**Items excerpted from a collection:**
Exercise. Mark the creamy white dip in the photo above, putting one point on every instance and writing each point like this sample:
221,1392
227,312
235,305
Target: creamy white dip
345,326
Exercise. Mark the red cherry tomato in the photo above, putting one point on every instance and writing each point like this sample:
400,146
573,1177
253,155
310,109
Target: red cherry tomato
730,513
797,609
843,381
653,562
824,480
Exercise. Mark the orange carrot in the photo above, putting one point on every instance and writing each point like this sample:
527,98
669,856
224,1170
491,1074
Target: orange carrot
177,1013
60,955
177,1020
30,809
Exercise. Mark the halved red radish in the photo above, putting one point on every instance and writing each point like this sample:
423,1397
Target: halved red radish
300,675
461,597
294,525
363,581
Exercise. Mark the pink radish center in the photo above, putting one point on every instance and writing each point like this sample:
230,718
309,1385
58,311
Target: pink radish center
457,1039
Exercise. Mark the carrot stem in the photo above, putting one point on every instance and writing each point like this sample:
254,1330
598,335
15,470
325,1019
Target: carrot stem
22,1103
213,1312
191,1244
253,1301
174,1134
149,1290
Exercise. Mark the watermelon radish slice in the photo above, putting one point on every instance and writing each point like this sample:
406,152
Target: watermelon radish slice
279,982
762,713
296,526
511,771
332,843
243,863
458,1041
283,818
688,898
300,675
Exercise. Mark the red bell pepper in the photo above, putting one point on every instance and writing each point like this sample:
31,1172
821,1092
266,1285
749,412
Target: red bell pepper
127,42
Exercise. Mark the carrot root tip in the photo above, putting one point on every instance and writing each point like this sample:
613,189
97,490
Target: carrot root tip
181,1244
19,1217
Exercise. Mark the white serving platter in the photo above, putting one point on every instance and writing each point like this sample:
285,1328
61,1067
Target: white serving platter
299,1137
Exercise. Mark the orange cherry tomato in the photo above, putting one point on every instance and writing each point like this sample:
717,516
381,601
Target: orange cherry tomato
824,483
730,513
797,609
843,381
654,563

**Exercise objective:** Reproduce all of the items above line for line, without changing a single character.

**Output below:**
Exercise. Mark the creamy white dip in the photo above, putting one point on every instance and writing each point like this sample:
221,1392
227,312
235,305
Target: creamy white dip
345,326
Exercise. Mark the red cherry tomato in the photo above, putting one point on every instance and writing each point like this sample:
400,146
573,1177
253,155
310,109
Target: red cherry tomato
730,513
797,609
843,381
653,562
824,480
Exercise. Mark the orange carrot in the photo above, putting one point on every instance and writing each point like this sample:
527,98
669,856
224,1170
491,1074
Target: orange carrot
177,1013
60,955
177,1020
30,809
Exercise. Mark the halved red radish in the photo above, putting one point on every instance and writing each point like this sample:
423,1397
Target: halved red radish
300,675
461,597
294,525
363,581
Exercise. Mark the pink radish center in the photo above, putting one point on every instance and writing each point like this sample:
230,718
309,1385
58,311
Target: pink radish center
457,1039
Exercise. Mark the carrot stem in the photo above, putting one point on every instance and writing each point like this sample:
254,1330
598,335
15,470
325,1019
Target: carrot stem
22,1103
213,1312
191,1244
253,1301
174,1134
149,1290
Exercise. Mark the watermelon radish slice in the photo above, putting one point on every instance and writing each point like this sample:
406,152
Target: watermelon radish slice
279,982
762,713
296,526
511,771
332,843
243,863
458,1041
283,818
688,898
300,675
Exercise. Mark the red bell pepper in the photo above, putting one point on every instance and writing each point like this sample:
31,1172
821,1092
266,1285
749,412
Target: red bell pepper
127,42
Exercise. Mark the carrot root tip in the photo above, putting one point on every instance and writing each point like this sample:
613,189
97,490
Target: carrot root tip
181,1244
19,1217
Exercise. Mark the white serving platter in the photo above, putting one point on every instance and writing each point like this sample:
285,1328
61,1067
Target: white serving platter
299,1137
Exercise. Mark the orange cherry tomato in the photo above, putting one point on every instance and writing each point like this sample:
717,516
381,601
Target: orange cherry tomato
824,483
730,513
797,609
843,381
654,563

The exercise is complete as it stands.